▶ READING TEXT

------------------------------------------------------------------------

What does this have to do with factorization? It's easy to compute lambda if you know how to factor n, so if computing lambda is certainly no harder than factoring. On the other hand, we don't know of any way to compute the Liouville function without factoring n. This isn't a proof that computing lambda(n) is at least as hard as factoring n, but it certainly seems to be the case.
Now, one rigorization of what it means for a sequence to behave randomly is that it doesn't correlate with any easily computable sequences. (Replace "easily computable" with "computable" and you are not too far from the definition of Martin-Lof randomness.) In particular, it shouldn't be easily computable.
So in other words, if you think that lambda behaves randomly, then it shouldn't be easily computable, which in turn means that factoring is hard!
But as mentioned above, one of the simplest consequences of lambda behaving randomly is (by the Central Limit Theorem) the Riemann hypothesis!
Hmmm? Is someone experimenting with GPT-3 commenting on NH? Because it sure feels like it - the comment is mostly grammatical, uses approximately correct jargon, and completely nonsensical.
Hello Ilya, if you're wondering why your comment isn't appreciated, it is because you are breaking the rules.
Please do not accuse people of being bots or shills, and if you have proof that someone is a bot (or an actual shill) then mail hn@ycombinator.com
Have a look at:
https://news.ycombinator.com/newsguidelines.html , the bot bit isn't explicitly mentioned but "Please don't post insinuations about astroturfing, shilling, brigading, foreign agents and the like." covers it nicely with the 'and the like' bit.
The thing is HN has lots of people who do not have English as their first language and the bulk of these comments would be directed at people doing their level best to get it right. And being wrong in itself is a good basis for a correction rather than a put down. See the other comments to your parent comment for examples of how you could handle that with more grace.
Elliptic curve cryptography does not rely on the difficulty of prime factorization. That is likely why that comment you are replying to is downvoted; that comment doesn't answer the question that it is replying to.

------------------------------------------------------------------------

▶ SOURCE INFORMATION
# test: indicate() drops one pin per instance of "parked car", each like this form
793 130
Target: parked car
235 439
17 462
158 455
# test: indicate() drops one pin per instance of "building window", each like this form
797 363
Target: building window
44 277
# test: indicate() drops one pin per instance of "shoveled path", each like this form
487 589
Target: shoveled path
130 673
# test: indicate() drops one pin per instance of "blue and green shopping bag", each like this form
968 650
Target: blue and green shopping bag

------------------------------------------------------------------------

▶ QUESTIONS ON THE MATERIAL
**a)** According to the forum thread, what does elliptic curve cryptography not rely on?
**b)** Please write out the forum thread above from "So in other" up to and including "and completely nonsensical.".
**c)** Rewrite the paragraph of the forum thread beginning "The thing is HN has lots of people" in shorter form, keeping its main facts.

▶ RESPONSES TO THE TASKS
**a)** The difficulty of prime factorization.

**b)**
So in other words, if you think that lambda behaves randomly, then it shouldn't be easily computable, which in turn means that factoring is hard!
But as mentioned above, one of the simplest consequences of lambda behaving randomly is (by the Central Limit Theorem) the Riemann hypothesis!
Hmmm? Is someone experimenting with GPT-3 commenting on NH? Because it sure feels like it - the comment is mostly grammatical, uses approximately correct jargon, and completely nonsensical.

**c)** Many HN users aren't native English speakers, and most such comments would target people trying their best to get it right. Being wrong calls for a correction, not a put-down. The other replies to the parent comment show how to handle it with more grace.